*WORK TASK*
Lines with the string "yellow" must each be copied from the listing.

*MATERIALS PROVIDED*
# # # #

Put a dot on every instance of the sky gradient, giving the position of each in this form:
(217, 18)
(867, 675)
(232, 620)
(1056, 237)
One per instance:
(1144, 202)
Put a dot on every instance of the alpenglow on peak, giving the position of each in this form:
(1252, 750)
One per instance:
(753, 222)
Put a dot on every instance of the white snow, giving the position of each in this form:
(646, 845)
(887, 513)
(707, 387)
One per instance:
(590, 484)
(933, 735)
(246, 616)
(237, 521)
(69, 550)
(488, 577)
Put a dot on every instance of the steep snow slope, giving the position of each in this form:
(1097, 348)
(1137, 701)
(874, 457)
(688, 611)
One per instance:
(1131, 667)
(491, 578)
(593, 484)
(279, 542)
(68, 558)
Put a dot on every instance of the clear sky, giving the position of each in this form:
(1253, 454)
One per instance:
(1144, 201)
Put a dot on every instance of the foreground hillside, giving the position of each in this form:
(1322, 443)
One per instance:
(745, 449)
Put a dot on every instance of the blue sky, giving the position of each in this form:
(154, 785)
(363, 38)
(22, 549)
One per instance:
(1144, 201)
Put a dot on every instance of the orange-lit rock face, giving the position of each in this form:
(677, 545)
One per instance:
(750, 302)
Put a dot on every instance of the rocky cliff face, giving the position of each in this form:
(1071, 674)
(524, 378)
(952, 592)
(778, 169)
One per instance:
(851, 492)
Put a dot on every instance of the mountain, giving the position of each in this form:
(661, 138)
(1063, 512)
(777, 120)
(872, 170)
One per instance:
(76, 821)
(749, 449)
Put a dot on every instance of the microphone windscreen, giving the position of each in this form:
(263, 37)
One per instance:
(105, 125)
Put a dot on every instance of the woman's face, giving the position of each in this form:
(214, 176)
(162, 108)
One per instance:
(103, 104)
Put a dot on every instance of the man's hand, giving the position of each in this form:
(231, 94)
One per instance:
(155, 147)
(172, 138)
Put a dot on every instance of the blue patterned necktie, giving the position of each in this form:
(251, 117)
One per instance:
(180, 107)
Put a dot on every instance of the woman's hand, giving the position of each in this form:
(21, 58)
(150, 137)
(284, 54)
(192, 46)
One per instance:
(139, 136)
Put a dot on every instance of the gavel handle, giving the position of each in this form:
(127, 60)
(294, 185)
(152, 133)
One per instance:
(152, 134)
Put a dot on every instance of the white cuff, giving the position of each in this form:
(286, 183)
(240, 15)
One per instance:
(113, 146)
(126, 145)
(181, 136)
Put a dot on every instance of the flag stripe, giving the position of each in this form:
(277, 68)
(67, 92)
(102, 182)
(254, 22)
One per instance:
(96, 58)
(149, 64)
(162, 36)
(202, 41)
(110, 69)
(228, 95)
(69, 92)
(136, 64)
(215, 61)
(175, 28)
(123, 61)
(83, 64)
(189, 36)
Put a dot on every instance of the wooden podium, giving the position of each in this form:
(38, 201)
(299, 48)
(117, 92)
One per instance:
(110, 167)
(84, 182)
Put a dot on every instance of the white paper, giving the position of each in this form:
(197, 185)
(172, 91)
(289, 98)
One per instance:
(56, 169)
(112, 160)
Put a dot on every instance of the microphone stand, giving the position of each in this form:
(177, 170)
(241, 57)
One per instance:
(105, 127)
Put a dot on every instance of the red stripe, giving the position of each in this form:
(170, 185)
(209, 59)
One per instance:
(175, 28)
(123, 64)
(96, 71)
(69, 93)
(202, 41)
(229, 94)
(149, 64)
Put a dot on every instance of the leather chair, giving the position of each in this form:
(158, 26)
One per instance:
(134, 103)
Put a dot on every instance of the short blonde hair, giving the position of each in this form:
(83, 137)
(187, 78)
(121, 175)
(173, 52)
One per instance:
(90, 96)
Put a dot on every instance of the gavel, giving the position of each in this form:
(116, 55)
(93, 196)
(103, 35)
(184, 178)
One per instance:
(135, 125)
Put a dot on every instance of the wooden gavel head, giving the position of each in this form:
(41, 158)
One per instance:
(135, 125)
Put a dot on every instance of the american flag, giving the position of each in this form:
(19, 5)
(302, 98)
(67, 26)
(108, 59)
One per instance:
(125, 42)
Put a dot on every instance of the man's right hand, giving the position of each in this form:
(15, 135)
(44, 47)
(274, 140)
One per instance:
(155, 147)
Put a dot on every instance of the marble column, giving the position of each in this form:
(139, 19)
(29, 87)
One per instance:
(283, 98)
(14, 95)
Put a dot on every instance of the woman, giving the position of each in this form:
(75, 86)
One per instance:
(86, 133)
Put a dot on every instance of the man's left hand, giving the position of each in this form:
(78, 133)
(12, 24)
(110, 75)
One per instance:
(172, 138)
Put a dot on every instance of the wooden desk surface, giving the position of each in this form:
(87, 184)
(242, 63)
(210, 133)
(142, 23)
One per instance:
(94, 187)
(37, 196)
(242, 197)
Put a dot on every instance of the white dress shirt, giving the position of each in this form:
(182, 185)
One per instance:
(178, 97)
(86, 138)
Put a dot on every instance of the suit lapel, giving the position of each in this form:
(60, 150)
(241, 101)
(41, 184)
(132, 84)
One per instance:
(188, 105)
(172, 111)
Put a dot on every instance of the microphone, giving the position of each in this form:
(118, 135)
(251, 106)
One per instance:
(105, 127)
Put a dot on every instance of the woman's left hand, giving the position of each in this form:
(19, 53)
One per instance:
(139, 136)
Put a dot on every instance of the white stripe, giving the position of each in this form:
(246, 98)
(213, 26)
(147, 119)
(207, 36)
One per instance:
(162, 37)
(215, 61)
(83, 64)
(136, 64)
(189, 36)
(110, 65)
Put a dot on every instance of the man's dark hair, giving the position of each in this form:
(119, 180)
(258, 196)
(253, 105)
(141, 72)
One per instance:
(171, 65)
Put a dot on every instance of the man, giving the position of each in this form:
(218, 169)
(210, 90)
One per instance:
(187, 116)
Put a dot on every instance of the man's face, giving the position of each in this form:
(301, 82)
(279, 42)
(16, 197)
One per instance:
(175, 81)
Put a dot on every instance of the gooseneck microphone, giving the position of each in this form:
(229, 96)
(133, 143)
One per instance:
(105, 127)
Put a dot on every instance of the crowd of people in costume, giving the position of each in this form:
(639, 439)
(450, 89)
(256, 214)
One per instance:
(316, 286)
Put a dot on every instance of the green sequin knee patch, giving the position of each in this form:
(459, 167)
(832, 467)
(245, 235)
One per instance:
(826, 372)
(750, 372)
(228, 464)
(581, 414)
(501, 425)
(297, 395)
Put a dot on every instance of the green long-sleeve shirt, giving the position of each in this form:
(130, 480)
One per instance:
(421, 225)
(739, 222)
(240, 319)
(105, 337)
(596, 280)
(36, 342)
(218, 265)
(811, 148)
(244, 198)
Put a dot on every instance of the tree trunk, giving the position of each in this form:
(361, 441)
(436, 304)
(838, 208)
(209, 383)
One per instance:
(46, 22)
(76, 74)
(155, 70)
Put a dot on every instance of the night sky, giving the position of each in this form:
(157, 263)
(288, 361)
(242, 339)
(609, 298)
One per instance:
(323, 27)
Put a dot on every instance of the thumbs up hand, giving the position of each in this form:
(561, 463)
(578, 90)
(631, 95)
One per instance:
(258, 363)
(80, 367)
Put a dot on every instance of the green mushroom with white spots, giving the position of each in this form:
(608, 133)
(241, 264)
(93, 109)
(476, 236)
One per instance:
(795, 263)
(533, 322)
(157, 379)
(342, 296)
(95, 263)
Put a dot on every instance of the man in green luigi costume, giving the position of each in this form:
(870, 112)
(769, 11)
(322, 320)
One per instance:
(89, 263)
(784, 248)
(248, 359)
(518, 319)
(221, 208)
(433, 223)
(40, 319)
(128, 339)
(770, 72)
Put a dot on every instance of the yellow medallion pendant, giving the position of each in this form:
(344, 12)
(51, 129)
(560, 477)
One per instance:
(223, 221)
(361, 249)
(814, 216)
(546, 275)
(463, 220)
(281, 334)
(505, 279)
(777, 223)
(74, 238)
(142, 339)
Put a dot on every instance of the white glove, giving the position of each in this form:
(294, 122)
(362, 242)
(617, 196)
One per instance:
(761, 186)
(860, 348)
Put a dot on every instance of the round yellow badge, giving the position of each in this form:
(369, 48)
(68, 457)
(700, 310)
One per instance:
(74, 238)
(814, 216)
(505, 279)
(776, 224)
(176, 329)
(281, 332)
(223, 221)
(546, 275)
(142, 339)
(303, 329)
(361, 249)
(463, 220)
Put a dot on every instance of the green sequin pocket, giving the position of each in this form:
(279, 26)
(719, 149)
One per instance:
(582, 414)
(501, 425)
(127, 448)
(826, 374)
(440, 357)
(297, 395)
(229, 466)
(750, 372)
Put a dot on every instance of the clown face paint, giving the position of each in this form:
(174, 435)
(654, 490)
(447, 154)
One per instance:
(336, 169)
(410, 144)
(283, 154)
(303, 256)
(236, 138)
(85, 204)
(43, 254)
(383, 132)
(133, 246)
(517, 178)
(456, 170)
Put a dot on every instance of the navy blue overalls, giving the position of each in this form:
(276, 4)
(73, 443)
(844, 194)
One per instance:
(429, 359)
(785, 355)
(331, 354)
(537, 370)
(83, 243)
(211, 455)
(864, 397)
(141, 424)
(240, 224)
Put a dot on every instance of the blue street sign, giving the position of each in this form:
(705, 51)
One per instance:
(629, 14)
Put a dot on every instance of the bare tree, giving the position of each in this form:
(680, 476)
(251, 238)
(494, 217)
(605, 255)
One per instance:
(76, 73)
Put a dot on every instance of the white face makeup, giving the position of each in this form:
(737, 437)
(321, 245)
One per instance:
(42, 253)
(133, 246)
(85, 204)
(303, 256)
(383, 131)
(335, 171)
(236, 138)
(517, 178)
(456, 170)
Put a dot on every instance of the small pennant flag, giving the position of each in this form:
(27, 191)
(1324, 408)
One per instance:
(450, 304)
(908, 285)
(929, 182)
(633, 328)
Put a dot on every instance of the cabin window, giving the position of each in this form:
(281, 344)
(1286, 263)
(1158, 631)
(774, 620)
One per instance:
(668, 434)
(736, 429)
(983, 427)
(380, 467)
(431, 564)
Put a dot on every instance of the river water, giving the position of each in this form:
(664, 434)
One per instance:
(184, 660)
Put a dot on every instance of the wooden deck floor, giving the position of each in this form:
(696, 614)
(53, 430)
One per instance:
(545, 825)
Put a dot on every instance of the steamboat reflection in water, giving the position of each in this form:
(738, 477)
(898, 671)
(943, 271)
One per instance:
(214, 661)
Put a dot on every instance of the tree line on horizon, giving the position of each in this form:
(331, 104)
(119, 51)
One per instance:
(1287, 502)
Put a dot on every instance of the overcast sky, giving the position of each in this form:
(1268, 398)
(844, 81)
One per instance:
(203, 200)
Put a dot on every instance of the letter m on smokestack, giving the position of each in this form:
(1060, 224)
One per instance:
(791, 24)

# # # #

*FINISHED TASK*
Put a dot on every instance of the yellow medallion pendant, giving the position of each in this form:
Put a dot on every instance of the round yellow badge, giving the position of each in this form:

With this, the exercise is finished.